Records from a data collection
++++++++
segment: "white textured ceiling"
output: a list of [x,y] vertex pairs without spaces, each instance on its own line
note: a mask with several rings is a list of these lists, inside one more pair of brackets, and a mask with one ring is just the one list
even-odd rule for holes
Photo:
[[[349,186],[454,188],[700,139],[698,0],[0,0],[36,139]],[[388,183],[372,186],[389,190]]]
++++++++
Copy out every line of the data word for word.

■ **Reply to the exercise**
segment: "white textured ceiling"
output: a list of [x,y] vertex pairs without spaces, each instance on its own line
note: a mask with several rings is a list of these lists, inside one more pair of brackets, and a mask with one ring is just the one list
even-odd rule for holes
Photo:
[[[349,186],[454,188],[700,139],[698,0],[0,0],[36,139]],[[388,183],[372,186],[389,190]]]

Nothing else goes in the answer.